• **Work order 1**:
In the article about the black box of the sunken tanker Sanchi, officials from which countries were present when the black boxes were opened?
• **Work order 2**:
Continue the article about the Sanchi tanker's black box from its final sentence.

• **Document section**:
========================================
Black Box for Sunken Iranian Tanker Sanchi Opened

The black box of the Iranian sunken oil tanker “Sanchi” and the freighter CF Crystal, the two vessels that collided in the worst oil ship disaster in decades, has been opened in the presence of representatives from the involved countries on Wednesday, Iran consul general to Shanghai said according to Iran Daily.

Officials from China, Iran, and Panama were present when the black boxes were opened, Hadi Haqshenas, maritime affairs deputy at Iran’s Ports and Maritime Organization, was quoted as saying by ISNA. The report did not say where that happened.  According to him, clarifying the ultimate results of the deciphering process takes time and it could take months.

“After opening the black box, the data inside it will be decrypted and delivered to the relevant sides. The analyzing procedure will take time and will have to be carried out with accuracy,” Alireza Irvash told IRNA on Wednesday.
========================================
• **Recorded information**:
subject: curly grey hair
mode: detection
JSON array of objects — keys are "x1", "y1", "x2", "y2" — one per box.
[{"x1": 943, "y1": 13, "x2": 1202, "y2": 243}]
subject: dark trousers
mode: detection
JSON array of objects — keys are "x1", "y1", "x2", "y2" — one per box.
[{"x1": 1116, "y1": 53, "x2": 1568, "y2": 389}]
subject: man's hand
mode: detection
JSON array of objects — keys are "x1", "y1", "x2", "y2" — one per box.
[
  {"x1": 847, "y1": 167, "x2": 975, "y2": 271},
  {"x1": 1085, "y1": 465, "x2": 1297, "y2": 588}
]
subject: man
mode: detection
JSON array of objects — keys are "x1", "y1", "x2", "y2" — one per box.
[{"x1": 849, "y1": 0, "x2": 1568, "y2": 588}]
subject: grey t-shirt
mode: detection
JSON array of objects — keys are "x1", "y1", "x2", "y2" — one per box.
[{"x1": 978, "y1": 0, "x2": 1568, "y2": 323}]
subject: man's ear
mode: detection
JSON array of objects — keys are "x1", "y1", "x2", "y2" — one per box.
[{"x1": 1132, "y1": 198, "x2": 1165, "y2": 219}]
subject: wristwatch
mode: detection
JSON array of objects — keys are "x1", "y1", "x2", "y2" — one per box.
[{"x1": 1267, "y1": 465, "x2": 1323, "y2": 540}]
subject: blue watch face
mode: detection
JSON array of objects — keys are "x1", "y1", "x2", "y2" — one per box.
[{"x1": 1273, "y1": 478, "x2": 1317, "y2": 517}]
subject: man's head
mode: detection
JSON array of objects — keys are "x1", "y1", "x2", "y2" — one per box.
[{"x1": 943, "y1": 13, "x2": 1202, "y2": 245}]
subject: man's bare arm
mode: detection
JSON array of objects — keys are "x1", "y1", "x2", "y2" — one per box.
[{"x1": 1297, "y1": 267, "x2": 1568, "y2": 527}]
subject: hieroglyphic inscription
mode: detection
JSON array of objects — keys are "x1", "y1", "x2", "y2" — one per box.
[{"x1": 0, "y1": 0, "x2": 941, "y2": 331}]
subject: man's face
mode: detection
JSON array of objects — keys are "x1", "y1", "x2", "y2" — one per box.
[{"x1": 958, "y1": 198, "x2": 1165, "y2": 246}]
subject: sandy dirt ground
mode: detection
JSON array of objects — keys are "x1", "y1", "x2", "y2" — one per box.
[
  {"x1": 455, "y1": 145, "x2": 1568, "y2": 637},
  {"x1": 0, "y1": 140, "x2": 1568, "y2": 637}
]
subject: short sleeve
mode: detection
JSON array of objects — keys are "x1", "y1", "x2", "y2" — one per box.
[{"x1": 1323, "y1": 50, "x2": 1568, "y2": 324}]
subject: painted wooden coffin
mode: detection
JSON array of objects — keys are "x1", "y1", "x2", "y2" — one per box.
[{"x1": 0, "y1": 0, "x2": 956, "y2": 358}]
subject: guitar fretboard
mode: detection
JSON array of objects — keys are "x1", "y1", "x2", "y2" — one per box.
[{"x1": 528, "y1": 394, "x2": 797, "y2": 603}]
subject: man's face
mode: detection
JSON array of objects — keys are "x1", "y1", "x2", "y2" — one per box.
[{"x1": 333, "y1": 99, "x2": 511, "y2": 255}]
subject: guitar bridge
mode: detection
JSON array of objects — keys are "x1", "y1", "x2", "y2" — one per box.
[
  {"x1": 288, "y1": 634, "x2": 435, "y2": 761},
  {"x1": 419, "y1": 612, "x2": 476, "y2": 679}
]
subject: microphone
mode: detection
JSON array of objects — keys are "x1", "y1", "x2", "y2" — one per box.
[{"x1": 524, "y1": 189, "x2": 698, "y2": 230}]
========================================
• **Expected output 1**:
China, Iran, and Panama.

• **Expected output 2**:
Commenting on the transfer of the bodies of 3 sailors who lost their lives in the incident and their bodies have been found, Irvash said the required DNA tests are being done on them and their families in Iran.

“If there is no problem in identifying the bodies, they will be transferred to Iran in less than 10 days,” he said.

A sum of 30 Iranian and two Bangladeshi sailors, who were all crew members of the Sanchi crew, were killed because of the toxic gases and the huge fire which embraced the tanker after the ship collided with a Chinese freighter in the East China Sea on Jan 6. All the rescue efforts were in vain and the oil tanker sank on January 14.

The Sanchi, run by Iran’s top oil shipping operator, collided with the CF Crystal about 160 nautical miles off the coast of China near Shanghai and the mouth of the Yangtze River Delta on January 6. The Panama-registered tanker was sailing from Iran to South Korea, carrying 136,000 tonnes of condensate, an ultra-light crude, equivalent to just under 1 million barrels, worth about $60 million.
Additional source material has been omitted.